··· Texte fourni ···
Il ne s’est pas suicidé on sait.

Jorge Semprun. Il a écrit, dans « L’écriture ou la vie » : « Les vivants n’étaient pas différents des morts par un mérite quelconque. Aucun d’entre nous ne méritait de vivre. De mourir non plus. Il n’y avait pas de mérite à être vivant. Il n’y en aurait pas eu non plus à être mort ».

IL ne s’est pas suicidé, on sait.

Sandor Marai. Un autre Hongrois, qui voit dans le système mis en place à la fin de la guerre, le « triomphe d’une nouvelle barbarie à laquelle, une fois de plus, le peuple se soumet ». L’humanisme est assassiné. Dans "Mémoires de Hongrie", il écrit: « Pour la première fois de ma vie, j’éprouvai un terrible sentiments d’angoisse. Je venais de comprendre que j’étais libre. Je fus saisi de peur ». Il venait de quitter sa Hongrie.

Marai s’exilera, on sait. La mort lente dans un tel système l’aurait tué, on sait.

Stephan Zweig, autre suicidé, plutôt hanté par la mort-délivrance, que par la mort-subie, qui souhaitait que le diable d’Hitler soit vaincu (lettres d’Amérique).
··· Données présentées ···
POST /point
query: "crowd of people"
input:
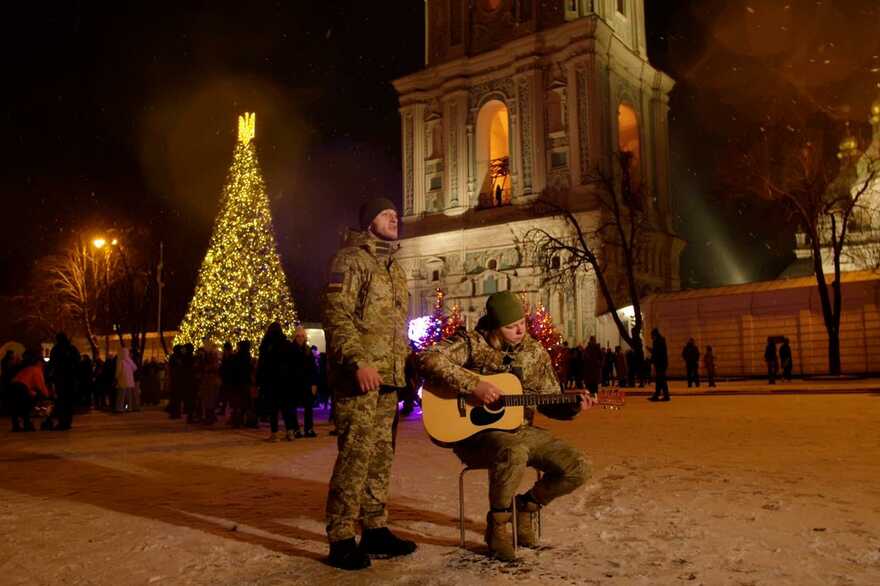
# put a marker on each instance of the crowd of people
(589, 366)
(203, 385)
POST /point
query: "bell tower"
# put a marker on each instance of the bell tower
(521, 98)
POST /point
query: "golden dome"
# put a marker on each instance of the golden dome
(849, 147)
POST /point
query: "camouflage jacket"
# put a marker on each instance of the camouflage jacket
(455, 361)
(365, 310)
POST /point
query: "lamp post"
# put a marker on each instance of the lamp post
(101, 243)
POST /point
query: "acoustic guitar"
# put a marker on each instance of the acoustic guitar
(450, 416)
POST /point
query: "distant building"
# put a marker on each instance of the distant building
(863, 241)
(737, 320)
(521, 98)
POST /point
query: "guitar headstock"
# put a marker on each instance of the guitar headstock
(611, 398)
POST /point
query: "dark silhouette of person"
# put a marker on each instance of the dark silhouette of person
(691, 356)
(772, 361)
(660, 359)
(64, 374)
(786, 359)
(709, 365)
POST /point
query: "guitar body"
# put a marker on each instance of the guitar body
(448, 418)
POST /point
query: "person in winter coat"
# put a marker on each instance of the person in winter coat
(591, 363)
(208, 366)
(275, 381)
(23, 390)
(691, 356)
(709, 365)
(126, 399)
(64, 377)
(772, 360)
(304, 382)
(786, 360)
(501, 343)
(660, 360)
(620, 367)
(365, 316)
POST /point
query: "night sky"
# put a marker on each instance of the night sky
(114, 117)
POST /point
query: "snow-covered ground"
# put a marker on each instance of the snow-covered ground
(708, 490)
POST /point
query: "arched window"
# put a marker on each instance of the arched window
(493, 154)
(628, 141)
(554, 112)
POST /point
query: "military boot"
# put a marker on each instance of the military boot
(346, 555)
(499, 535)
(526, 518)
(382, 543)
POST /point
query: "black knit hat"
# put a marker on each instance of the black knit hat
(371, 208)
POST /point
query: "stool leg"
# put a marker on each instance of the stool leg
(513, 520)
(540, 523)
(461, 506)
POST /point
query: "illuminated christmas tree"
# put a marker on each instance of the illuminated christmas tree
(540, 325)
(428, 330)
(241, 287)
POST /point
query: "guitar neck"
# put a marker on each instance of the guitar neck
(528, 400)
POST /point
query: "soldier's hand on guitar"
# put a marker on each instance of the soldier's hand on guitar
(587, 400)
(368, 379)
(486, 393)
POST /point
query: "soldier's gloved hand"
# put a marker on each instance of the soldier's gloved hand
(486, 393)
(368, 379)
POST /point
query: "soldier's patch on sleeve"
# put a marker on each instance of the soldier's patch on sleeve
(335, 283)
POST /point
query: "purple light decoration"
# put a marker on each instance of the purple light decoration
(418, 330)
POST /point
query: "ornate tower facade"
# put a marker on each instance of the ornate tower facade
(520, 98)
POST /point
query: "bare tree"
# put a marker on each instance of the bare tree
(65, 291)
(823, 193)
(612, 250)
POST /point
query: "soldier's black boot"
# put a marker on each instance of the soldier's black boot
(380, 542)
(346, 555)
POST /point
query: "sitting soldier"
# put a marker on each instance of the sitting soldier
(502, 344)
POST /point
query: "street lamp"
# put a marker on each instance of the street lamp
(100, 243)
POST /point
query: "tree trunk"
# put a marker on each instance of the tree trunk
(834, 352)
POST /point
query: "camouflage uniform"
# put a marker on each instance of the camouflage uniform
(365, 321)
(507, 453)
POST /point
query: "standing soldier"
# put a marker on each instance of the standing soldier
(365, 320)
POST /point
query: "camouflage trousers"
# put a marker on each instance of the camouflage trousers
(507, 454)
(359, 485)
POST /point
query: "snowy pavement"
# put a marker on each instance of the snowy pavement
(721, 490)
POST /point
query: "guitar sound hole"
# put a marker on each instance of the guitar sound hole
(480, 416)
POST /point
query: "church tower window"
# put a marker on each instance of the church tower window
(628, 144)
(493, 154)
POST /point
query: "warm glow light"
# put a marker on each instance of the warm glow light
(499, 143)
(247, 127)
(241, 286)
(418, 328)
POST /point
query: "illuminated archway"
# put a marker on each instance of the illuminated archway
(628, 139)
(493, 154)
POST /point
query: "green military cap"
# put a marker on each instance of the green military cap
(503, 309)
(371, 208)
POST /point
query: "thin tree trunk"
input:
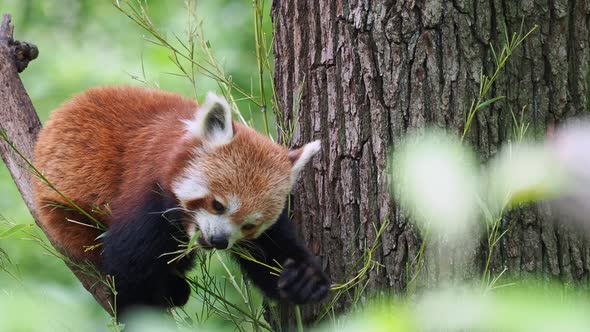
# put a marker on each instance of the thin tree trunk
(21, 124)
(371, 70)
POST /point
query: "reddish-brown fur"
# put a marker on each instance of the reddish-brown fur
(107, 146)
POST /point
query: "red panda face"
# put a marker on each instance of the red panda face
(237, 180)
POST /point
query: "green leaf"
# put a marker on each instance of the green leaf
(14, 229)
(490, 101)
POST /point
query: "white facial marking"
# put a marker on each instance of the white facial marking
(191, 184)
(217, 225)
(233, 204)
(253, 217)
(192, 230)
(212, 122)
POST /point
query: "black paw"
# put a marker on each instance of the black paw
(303, 282)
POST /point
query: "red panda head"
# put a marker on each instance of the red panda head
(236, 180)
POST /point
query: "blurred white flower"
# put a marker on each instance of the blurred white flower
(522, 173)
(434, 177)
(570, 145)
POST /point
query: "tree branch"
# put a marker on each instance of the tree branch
(21, 124)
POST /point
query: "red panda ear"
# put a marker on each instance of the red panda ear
(300, 157)
(212, 122)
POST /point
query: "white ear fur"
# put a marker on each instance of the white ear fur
(301, 156)
(212, 123)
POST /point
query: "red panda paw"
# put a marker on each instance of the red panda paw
(303, 282)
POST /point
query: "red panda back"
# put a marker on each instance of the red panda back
(90, 143)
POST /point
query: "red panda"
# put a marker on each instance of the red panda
(155, 167)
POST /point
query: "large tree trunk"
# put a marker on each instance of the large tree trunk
(21, 124)
(371, 70)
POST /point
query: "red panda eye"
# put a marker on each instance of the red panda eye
(218, 207)
(248, 227)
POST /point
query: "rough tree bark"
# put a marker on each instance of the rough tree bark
(21, 124)
(371, 70)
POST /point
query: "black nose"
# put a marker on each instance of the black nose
(218, 242)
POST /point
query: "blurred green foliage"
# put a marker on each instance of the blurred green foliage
(85, 43)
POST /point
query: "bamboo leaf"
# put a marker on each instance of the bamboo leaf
(490, 101)
(13, 230)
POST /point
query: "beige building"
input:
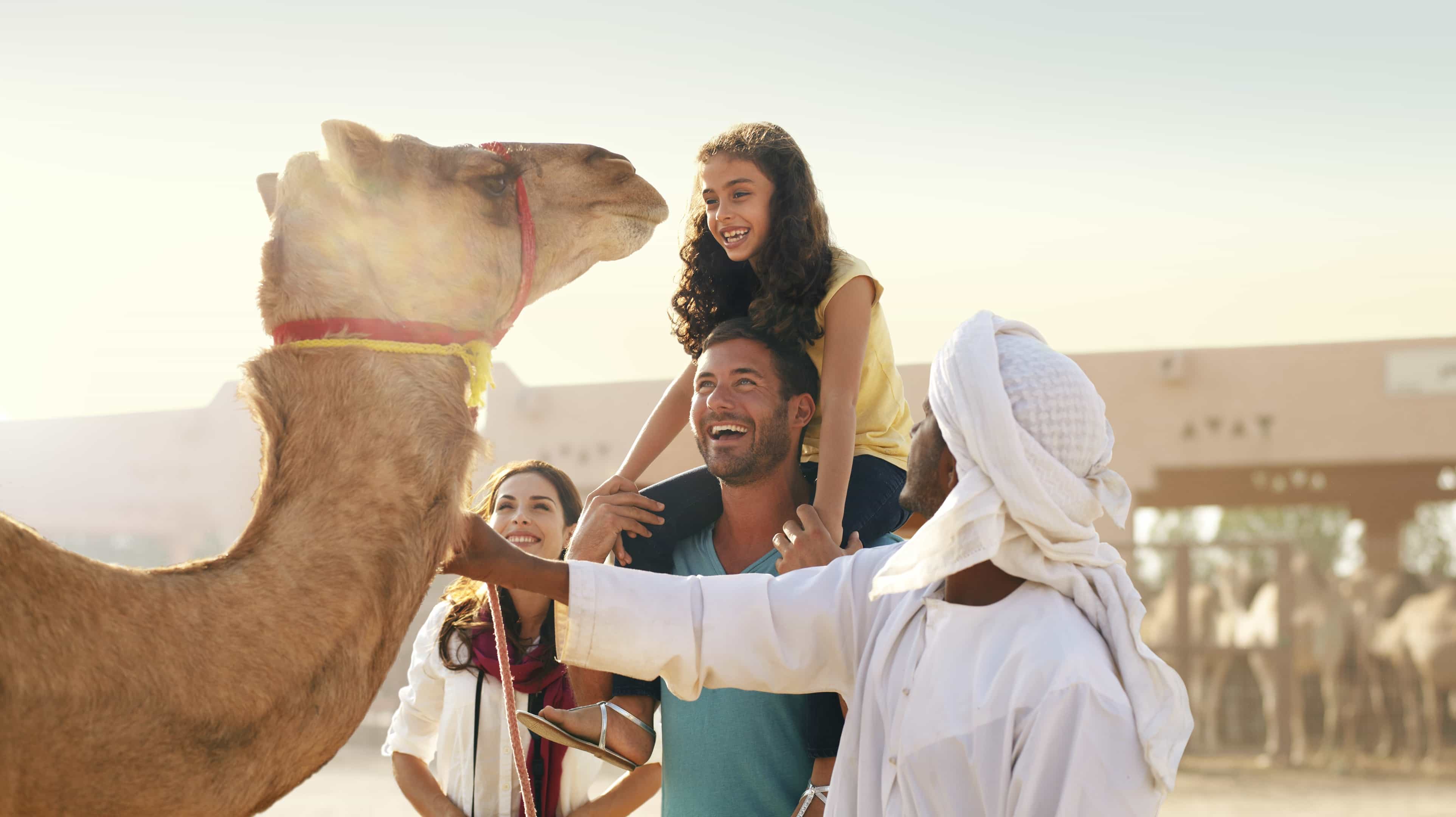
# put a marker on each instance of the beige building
(1371, 426)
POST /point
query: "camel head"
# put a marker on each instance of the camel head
(398, 229)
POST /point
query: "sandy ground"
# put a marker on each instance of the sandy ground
(359, 783)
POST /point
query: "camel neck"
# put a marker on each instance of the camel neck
(359, 449)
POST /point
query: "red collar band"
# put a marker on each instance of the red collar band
(420, 331)
(375, 330)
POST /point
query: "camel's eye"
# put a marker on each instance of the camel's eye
(494, 187)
···
Consigne: Recopiez le texte sur les écrivains face à la mort, de « Stephan Zweig, autre » jusqu’à « vaincu (lettres d’Amérique). », en substituant « battu » à « vaincu ».

Réponse:
Stephan Zweig, autre suicidé, plutôt hanté par la mort-délivrance, que par la mort-subie, qui souhaitait que le diable d’Hitler soit battu (lettres d’Amérique).